* [Aim]
Set down each line of the listing below word for word, leaving out the pictures.

*** Data listing ***

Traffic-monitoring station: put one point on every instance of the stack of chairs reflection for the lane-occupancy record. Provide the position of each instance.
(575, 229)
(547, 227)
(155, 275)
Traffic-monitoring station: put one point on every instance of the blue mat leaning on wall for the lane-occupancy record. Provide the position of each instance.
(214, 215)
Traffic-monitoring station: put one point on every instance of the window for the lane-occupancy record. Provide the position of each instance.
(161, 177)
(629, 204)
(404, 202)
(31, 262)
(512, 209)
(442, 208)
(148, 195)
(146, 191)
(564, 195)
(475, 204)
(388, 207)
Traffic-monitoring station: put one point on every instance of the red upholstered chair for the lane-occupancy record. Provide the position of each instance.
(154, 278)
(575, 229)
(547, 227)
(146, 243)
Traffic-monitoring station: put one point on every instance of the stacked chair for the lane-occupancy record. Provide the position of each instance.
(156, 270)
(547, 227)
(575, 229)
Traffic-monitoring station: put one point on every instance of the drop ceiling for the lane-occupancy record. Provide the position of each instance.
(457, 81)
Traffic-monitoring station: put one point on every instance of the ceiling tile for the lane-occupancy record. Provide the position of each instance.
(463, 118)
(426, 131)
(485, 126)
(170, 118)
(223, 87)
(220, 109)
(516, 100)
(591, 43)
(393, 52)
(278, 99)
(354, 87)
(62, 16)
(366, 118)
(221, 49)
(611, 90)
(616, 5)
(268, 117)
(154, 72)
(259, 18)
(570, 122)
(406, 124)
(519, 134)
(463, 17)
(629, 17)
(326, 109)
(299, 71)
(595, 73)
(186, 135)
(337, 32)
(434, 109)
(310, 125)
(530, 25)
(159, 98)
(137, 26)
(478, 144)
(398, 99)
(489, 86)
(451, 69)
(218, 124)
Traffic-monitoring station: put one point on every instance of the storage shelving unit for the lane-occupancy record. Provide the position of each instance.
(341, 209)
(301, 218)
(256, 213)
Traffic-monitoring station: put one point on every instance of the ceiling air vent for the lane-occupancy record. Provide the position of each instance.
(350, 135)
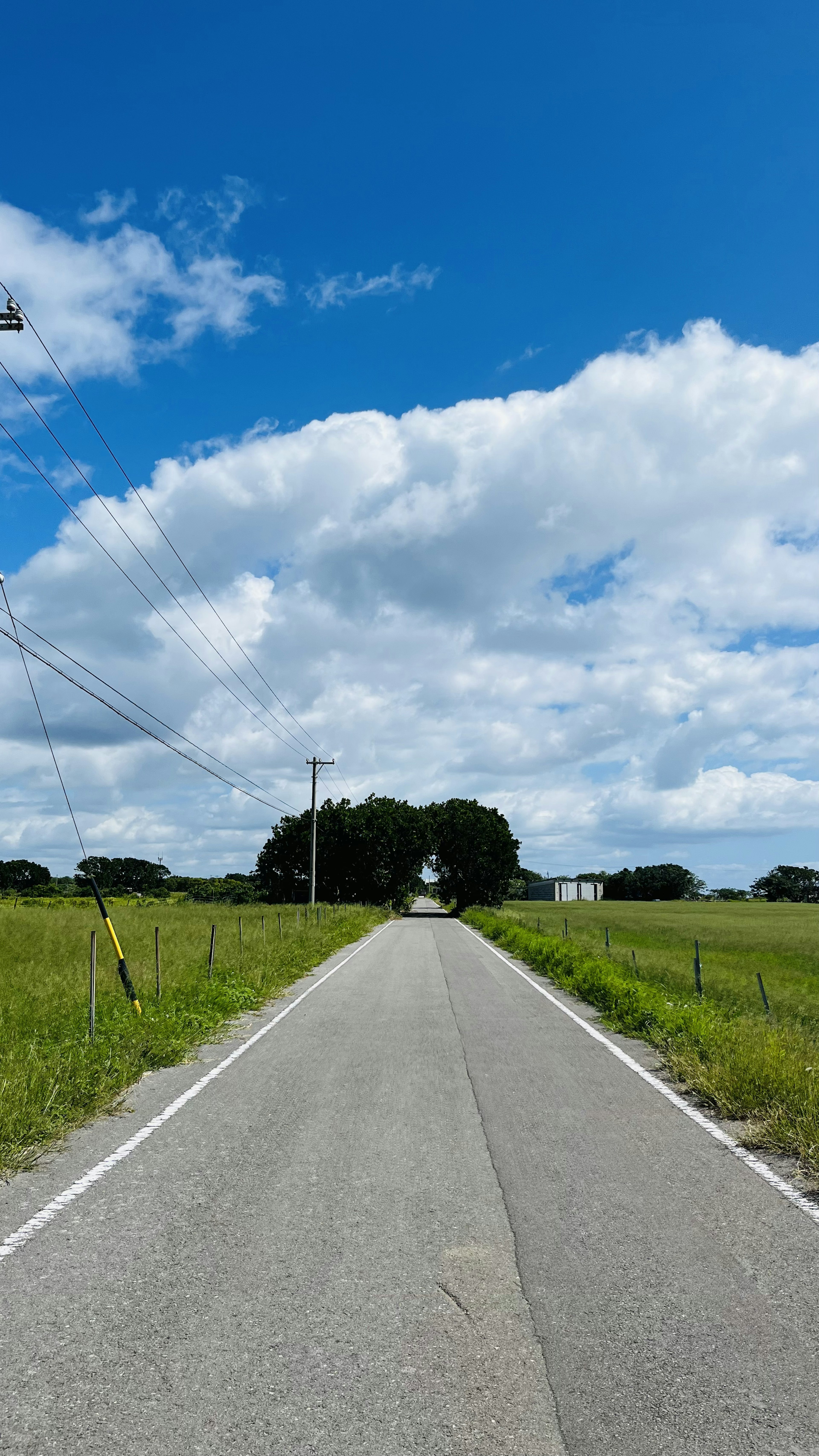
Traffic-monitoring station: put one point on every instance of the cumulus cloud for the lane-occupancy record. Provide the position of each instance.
(339, 290)
(110, 305)
(592, 606)
(530, 353)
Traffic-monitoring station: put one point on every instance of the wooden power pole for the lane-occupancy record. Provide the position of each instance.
(317, 765)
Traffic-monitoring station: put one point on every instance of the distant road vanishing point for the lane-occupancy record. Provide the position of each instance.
(426, 1212)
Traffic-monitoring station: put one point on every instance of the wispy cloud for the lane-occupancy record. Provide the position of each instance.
(110, 209)
(130, 298)
(343, 287)
(200, 223)
(530, 353)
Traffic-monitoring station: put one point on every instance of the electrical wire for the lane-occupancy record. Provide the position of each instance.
(141, 554)
(15, 638)
(120, 467)
(129, 720)
(113, 560)
(18, 622)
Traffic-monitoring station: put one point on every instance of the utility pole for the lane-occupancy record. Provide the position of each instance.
(12, 319)
(317, 765)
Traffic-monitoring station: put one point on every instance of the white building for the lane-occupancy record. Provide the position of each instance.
(566, 890)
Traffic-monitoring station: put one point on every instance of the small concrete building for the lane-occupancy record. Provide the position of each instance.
(566, 890)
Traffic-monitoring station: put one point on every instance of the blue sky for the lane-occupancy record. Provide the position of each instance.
(534, 186)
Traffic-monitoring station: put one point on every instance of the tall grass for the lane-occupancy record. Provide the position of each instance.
(736, 940)
(53, 1078)
(739, 1062)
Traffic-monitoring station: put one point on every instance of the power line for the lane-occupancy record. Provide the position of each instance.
(141, 554)
(52, 487)
(120, 714)
(18, 622)
(15, 638)
(120, 467)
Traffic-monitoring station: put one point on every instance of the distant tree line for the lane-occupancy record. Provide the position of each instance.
(786, 883)
(374, 854)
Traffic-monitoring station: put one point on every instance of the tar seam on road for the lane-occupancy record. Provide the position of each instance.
(508, 1216)
(755, 1164)
(50, 1212)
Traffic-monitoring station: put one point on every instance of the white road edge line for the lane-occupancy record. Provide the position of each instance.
(27, 1231)
(755, 1164)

***

* [Correct output]
Traffic-monitoring station: put one point on every instance of the stack of chairs reflection for the lane-occupancy record. Provide the position of each instance.
(575, 229)
(547, 227)
(155, 275)
Traffic-monitoring station: put one point on every instance of the blue mat leaning on wall for the lane-occupancy record. Provide the position of each instance.
(214, 215)
Traffic-monitoring station: put one point on every instance of the window for the lane-occupancy record. Provide the position of each instance.
(161, 177)
(629, 204)
(404, 202)
(31, 262)
(512, 209)
(442, 208)
(148, 195)
(146, 191)
(564, 195)
(475, 204)
(388, 207)
Traffic-monitoring station: put one point on every instance of the red upholstered chair for the lane-occupancy record. Provide the position of each instance.
(154, 278)
(575, 229)
(547, 227)
(146, 243)
Traffic-monitoring station: put one point on every instance of the stacked chair for the lane-occupancy record. Provide the position of each instance.
(156, 270)
(547, 227)
(575, 229)
Traffic-monitoring station: put one point on every instance of the drop ceiling for the lane-occupancy record. Provide the position of each instance.
(457, 81)
Traffic-monitoring station: put one point on every instance of the ceiling tile for the lane-occupancy record. Provide the position of each instance.
(463, 118)
(426, 131)
(485, 126)
(170, 118)
(223, 87)
(220, 109)
(516, 100)
(591, 43)
(393, 52)
(278, 99)
(354, 87)
(62, 16)
(366, 118)
(221, 49)
(611, 90)
(616, 5)
(268, 117)
(154, 72)
(259, 18)
(570, 122)
(406, 124)
(519, 134)
(463, 17)
(629, 17)
(326, 109)
(299, 71)
(595, 73)
(186, 135)
(337, 32)
(434, 109)
(310, 125)
(530, 25)
(159, 98)
(137, 26)
(478, 144)
(398, 99)
(489, 86)
(451, 69)
(218, 124)
Traffic-monitoring station: put one point on every instance of the storage shelving unit for the lane-occupancy record. Provide the position of each instance.
(341, 209)
(301, 218)
(256, 213)
Traffic-monitoring station: put one point on every instance of the ceiling air vent for the lane-occupancy record. Provide the position of each instance.
(350, 135)
Traffic-monitoring station: put one point on every instance of the cumulus cloud for the lane-occupancy record. Provide the position of each instance.
(339, 290)
(110, 305)
(592, 606)
(530, 353)
Traffic-monitoring station: put one point on every instance of the wooden power pole for the lane-occupancy record. Provide the position of each instance.
(317, 765)
Traffic-monitoring station: put one point on every instance of the distant road vanishing point for the lane-occupancy record. Provide the position of each instance.
(426, 1212)
Traffic-monitoring station: put one point on every instance of the wispy cloud for the lane-occupancy record. Provide the position of each instance.
(110, 209)
(130, 298)
(343, 287)
(200, 223)
(530, 353)
Traffic-monitoring station: put one point on every instance of the electrical wire for the lane-occupancy record. Provide the position of each instance.
(141, 554)
(15, 638)
(120, 467)
(129, 720)
(113, 560)
(18, 622)
Traffic-monitoring station: put one point on every instance of the utility pole for the lane-occupancy record. Provide the position of each instance.
(12, 319)
(317, 765)
Traffic-monitoring station: put one point on every instance of the white building for the lane-occupancy record. Provide the position of each instance.
(566, 890)
Traffic-monitoring station: put one point on every instance of the small concrete building for the lane-occupancy record. Provide the position of each instance.
(566, 890)
Traffic-monitoring station: put one point on every instance of the blue sky for the lane-occupancy record. Provide the position of each instance.
(534, 186)
Traffic-monitoring station: put one point on every instance of the tall grass for the lane-occupancy record. Provide the position of each instance.
(736, 940)
(53, 1078)
(739, 1062)
Traffic-monitoring station: put one point on every instance of the power line for the lane-occupancy record. Provide the position of each instance.
(141, 554)
(52, 487)
(120, 714)
(18, 622)
(15, 638)
(120, 467)
Traffic-monitoring station: put one point on every instance of the distant tree line for the lane-occupancy record. Provide the position of each instance.
(786, 883)
(374, 854)
Traffic-monitoring station: put one point on every instance of the tar seam on road for the lane-occupancy record. Provide the position of each instance.
(508, 1216)
(755, 1164)
(50, 1212)
Traffic-monitoring station: put one point on every instance of the white road edge line for the lane-occupancy record. Provide the position of each instance.
(27, 1231)
(755, 1164)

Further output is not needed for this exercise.